# Capital Gains Tax on Second house.



## nudger (19 Feb 2013)

First time poster, could do with a bit of help.

I bought my house in October 1992 for IR£52,000 and lived there until November 2004 as my PPR, moving back to the family home which I inherited.

The house is now for sale and I have been offered €270,000.

I can't get my head around working out the CGT, so any help would be great.

Between 2004 and now the house was not rented, family members and friends stayed from time to time but I guess I can't prove that and the other house was where I lived.

thanks
n


----------



## woods (19 Feb 2013)

The house being rented or not has no bearing on the CGT so no need to prove that.


----------



## Joe_90 (19 Feb 2013)

Sales Price less costs 269,000
Less Purchase price translated into €. x indexation 1.356 = €89,532
Gain €179,468
PPR exemption 156/245 (12 years plus last 12 months)
Gain €65,195
Annual Exemption 1270
€63924 x 33% = Approx €21k


----------



## nudger (19 Feb 2013)

woods said:


> The house being rented or not has no bearing on the CGT so no need to prove that.



Thanks woods, wasn't sure about that.


----------



## nudger (19 Feb 2013)

Joe_90 said:


> Sales Price less costs 269,000
> Less Purchase price translated into €. x indexation 1.356 = €89,532
> Gain €179,468
> PPR exemption 156/245 (12 years plus last 12 months)
> ...



Hi Joe_90

Just to get things clear, you have the sales price less costs as -€1000 of sale price, how is that?

Can I not claim EA fees, Legal fees, about €6000?

thanks.


----------



## Joe_90 (19 Feb 2013)

How could I possibly know that when you failed to state it in the post. €1,000 an estimate.


----------



## nudger (19 Feb 2013)

Thanks for coming back so quickly, and I appreciate your work on my tax estimate.

How the hell is the indexation worked out.

Cheers.


----------



## Joe_90 (19 Feb 2013)

http://www.revenue.ie/en/tax/cgt/leaflets/cgt1.pdf page 38

I guess it was to account for inflation but don't know the exact reason for it or why it was removed.


----------



## nudger (19 Feb 2013)

Had a look at that before, found it hard going.

On an older thread I seen someone post that the costs of buying the house (fees) could be taken off but others didn't think so.


----------



## Dermot (19 Feb 2013)

Costs involved in purchasing house will be allowed. Did you extend the house and if so have you receipts.


----------



## Joe_90 (19 Feb 2013)

Costs of acquisition are allowed for the base cost.  

You probably don't need to understand indexation just make sure you have the correct dates and index. factor


----------



## Dermot (19 Feb 2013)

**Dataset extract:**
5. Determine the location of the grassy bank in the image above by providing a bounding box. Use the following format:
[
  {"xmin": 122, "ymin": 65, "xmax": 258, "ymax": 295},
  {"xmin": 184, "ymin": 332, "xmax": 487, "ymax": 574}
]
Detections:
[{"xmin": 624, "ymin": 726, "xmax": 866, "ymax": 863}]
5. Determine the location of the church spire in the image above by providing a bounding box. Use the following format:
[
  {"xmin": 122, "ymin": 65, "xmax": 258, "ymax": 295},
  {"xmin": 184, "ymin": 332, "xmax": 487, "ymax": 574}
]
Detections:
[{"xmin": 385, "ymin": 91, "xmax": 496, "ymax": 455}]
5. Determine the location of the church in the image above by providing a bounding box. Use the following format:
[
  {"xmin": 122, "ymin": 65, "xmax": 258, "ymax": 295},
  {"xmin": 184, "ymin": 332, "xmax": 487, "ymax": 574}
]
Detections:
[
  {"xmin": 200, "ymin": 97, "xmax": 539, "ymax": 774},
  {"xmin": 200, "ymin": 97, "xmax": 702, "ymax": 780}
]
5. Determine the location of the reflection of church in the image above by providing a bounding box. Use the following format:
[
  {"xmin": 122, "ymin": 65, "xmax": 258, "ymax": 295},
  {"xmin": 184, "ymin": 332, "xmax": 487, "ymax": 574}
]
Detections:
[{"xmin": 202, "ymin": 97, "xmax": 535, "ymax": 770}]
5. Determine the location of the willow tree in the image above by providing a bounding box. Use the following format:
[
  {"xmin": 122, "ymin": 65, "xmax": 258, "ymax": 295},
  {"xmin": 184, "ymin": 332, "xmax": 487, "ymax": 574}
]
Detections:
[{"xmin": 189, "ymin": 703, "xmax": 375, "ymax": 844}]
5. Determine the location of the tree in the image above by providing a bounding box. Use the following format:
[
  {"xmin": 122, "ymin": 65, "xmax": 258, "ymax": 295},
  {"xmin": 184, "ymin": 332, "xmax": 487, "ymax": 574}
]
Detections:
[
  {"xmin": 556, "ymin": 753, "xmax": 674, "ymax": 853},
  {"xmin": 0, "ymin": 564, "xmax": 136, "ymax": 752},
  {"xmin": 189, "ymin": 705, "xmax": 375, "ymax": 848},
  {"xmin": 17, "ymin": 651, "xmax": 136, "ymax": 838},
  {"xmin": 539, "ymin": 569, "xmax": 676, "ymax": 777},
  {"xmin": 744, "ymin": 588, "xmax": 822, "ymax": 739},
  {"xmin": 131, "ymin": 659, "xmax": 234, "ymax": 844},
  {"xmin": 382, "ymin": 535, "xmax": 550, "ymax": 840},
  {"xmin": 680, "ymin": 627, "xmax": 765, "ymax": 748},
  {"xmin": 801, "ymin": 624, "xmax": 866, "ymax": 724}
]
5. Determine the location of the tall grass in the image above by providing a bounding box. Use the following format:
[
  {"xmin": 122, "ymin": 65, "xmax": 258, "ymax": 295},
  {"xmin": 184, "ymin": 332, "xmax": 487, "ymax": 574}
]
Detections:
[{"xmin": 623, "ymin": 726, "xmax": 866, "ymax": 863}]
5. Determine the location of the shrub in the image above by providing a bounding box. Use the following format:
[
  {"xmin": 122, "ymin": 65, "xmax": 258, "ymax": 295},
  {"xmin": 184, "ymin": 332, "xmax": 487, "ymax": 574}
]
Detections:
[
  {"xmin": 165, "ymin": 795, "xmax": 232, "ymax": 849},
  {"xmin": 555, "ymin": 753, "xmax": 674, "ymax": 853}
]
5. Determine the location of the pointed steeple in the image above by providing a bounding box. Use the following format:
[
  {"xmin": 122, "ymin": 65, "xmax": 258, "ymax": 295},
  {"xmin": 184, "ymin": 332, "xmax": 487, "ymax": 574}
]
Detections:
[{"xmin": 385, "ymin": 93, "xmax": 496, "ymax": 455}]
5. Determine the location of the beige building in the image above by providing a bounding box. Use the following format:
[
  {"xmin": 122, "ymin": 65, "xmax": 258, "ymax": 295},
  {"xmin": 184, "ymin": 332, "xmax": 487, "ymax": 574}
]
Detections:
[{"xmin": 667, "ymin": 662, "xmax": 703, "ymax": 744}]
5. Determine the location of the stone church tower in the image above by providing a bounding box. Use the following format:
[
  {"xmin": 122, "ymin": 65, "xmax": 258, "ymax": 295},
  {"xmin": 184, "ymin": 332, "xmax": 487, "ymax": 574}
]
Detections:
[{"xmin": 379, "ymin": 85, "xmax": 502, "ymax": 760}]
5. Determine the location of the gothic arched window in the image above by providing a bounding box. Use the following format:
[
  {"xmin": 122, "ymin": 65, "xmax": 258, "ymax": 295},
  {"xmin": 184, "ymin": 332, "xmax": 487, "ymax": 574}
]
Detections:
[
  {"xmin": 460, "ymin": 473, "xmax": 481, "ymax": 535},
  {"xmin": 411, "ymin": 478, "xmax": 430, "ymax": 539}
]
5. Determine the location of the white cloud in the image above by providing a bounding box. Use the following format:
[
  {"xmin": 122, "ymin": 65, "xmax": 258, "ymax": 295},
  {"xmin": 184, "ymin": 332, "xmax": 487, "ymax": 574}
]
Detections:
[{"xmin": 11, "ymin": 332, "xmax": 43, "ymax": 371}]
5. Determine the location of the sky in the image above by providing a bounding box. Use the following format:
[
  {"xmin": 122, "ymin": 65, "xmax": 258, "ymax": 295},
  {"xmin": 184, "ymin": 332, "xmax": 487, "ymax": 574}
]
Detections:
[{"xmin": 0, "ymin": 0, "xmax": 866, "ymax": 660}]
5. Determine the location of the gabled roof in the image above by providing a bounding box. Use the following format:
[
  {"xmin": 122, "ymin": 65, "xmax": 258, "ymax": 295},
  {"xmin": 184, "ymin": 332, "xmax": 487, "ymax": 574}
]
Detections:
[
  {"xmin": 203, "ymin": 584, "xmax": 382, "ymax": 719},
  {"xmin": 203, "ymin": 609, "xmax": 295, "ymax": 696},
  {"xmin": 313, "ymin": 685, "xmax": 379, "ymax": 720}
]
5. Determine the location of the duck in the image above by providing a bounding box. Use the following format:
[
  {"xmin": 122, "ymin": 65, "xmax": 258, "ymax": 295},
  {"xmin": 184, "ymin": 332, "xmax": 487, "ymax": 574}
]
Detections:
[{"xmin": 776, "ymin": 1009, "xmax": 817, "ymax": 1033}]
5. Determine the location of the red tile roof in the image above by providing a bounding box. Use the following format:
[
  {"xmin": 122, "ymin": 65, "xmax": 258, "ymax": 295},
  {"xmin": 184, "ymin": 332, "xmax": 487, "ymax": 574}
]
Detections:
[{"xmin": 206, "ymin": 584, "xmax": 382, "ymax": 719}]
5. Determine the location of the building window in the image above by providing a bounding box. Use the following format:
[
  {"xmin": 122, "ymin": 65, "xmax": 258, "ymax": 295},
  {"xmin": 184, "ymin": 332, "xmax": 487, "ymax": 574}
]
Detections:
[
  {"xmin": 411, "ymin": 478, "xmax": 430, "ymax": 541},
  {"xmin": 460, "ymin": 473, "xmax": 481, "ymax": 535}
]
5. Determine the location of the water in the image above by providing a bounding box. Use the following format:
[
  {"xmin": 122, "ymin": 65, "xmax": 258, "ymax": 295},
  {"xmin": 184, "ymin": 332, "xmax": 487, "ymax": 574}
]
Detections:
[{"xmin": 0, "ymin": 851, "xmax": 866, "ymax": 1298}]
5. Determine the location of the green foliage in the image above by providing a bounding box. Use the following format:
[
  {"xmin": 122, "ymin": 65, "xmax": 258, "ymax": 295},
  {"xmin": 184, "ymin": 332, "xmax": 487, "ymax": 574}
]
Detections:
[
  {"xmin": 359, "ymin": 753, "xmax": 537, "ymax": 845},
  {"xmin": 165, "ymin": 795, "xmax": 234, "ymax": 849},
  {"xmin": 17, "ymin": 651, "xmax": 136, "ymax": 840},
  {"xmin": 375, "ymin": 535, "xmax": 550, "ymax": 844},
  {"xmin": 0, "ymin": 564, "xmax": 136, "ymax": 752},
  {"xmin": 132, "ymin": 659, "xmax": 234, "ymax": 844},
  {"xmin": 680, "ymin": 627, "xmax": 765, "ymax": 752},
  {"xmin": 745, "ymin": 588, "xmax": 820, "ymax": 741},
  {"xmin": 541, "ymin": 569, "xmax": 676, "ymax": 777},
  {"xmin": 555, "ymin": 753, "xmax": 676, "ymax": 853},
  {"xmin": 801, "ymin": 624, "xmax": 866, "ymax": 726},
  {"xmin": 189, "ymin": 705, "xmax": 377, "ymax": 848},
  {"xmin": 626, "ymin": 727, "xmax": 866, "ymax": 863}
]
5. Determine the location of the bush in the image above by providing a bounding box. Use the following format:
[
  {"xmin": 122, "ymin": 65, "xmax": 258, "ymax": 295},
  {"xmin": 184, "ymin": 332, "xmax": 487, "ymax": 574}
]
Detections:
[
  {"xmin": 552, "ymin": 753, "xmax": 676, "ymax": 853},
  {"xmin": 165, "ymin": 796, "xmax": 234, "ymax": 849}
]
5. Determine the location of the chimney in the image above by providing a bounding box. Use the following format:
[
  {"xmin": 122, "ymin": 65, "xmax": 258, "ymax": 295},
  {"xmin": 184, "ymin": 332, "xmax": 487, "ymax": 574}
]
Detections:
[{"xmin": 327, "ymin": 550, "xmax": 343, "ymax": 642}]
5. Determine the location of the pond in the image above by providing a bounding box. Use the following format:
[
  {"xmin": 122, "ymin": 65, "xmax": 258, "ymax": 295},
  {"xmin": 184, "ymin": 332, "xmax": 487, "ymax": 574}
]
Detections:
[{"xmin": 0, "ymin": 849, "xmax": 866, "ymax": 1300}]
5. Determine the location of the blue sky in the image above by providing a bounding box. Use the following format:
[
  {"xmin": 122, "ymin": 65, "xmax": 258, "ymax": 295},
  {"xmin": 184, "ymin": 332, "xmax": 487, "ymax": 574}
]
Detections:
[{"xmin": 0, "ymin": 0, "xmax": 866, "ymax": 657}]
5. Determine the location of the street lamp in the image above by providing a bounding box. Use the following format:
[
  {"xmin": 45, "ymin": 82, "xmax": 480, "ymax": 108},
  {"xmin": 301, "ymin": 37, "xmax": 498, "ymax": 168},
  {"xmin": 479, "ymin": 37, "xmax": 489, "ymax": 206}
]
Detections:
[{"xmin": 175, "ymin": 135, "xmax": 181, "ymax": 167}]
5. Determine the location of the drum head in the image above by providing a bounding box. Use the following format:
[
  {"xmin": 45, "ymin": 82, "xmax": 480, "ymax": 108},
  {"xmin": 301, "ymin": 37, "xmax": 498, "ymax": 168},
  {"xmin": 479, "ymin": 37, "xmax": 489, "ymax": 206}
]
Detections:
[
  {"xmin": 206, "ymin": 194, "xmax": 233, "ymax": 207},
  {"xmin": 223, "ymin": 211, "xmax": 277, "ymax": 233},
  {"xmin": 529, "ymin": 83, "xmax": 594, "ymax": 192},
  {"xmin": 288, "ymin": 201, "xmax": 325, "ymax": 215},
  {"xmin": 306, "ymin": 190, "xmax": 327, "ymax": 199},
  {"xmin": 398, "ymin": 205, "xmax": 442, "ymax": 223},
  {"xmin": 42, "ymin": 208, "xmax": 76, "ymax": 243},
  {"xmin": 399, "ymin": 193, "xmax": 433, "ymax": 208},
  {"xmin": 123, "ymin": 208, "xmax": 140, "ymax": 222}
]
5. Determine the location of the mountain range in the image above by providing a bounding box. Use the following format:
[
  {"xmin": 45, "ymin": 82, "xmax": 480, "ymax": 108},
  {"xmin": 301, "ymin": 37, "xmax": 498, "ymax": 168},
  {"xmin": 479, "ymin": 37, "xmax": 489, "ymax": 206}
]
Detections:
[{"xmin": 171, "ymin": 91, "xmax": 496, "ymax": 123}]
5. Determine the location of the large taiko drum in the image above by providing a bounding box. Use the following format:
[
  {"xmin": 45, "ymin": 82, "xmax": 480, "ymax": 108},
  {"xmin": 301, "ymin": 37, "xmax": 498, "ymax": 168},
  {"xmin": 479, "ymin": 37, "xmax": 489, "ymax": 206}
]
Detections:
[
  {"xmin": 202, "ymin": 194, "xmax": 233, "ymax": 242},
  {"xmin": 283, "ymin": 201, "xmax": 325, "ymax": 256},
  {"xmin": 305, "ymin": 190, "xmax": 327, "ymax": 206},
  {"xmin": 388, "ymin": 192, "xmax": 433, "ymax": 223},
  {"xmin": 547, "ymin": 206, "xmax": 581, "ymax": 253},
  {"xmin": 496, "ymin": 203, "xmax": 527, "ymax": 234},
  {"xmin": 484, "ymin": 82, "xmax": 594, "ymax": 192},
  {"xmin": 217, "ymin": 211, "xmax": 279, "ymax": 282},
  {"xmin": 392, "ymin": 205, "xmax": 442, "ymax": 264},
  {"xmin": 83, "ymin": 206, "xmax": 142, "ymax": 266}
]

**The task:**
Carry on the forum thread about capital gains tax on a second house from the point where it stops. You can leave the records aside; they play no part here.

**Final result:**
If you are having difficulty understanding it all get proof of date of purchase, purchase price, Legal and stamp duty costs and any other costs associated with the purchase. Do the same with the selling costs including the estate agents bill and when you have this all put together call to some half decent accountant and get a price and this will be allowed against your tax bill as well.  It will not cost a fortune if you have all your documentation collected and it will take the worry out of it for you


----------



## nudger (19 Feb 2013)

Thanks for the advice lads, I have a Solicitor who is used to dealing with property but wanted to have an idea my self.

Improvements were made but no receipts.

Are the stamp duty and legal costs also indexed or just Flat rate, think it was £2800 all in.


----------



## Bronte (20 Feb 2013)

nudger said:


> Improvements were made but no receipts.
> 
> Are the stamp duty and legal costs also indexed or just Flat rate, think it was £2800 all in.


 
Improvements are also deductable and can be indexed. Have you a reasonable idea of how much these costs were - do a list of what you recall and keep that for future reference - revenue rules in any case state that receipts only need to be kept for 6 years so if you're reasonable about it you shouldn't have any problems (personally Ive kept every receipt since the year dot) I don't think stamp duty is allowed, that wouldn't make sense. Auctioneer and solicitor costs are allowed and can be indexed.  

Indexation was I think originally to help take account of inflation but they did away with it from a certain point in time, but it still applies in your case.  All you've to do is look at revenue.ie under CGT and there is a kind of table of example of how you calculate it and just put it into excel and you should be fine.  But ideally you should get an accountant or your solicitor to do it.


----------



## T McGibney (20 Feb 2013)

nudger said:


> Thanks for the advice lads, I have a Solicitor who is used to dealing with property but wanted to have an idea my self.



Unless your solicitor has a specialist tax qualification or similarly specific tax expertise, be careful about relying upon them for CGT advice. 

All solicitors are "used to dealing with property" but in my experience the majority don't have specific tax expertise, and if they get it wrong, you pay the price.


----------



## T McGibney (20 Feb 2013)

Bronte said:


> I don't think stamp duty is allowed, that wouldn't make sense.



Why would it not make sense? 
It is allowable as a cost of acquisition of the property.




Bronte said:


> But ideally you should get an accountant *or your solicitor* to do it.



See above


----------



## Bronte (20 Feb 2013)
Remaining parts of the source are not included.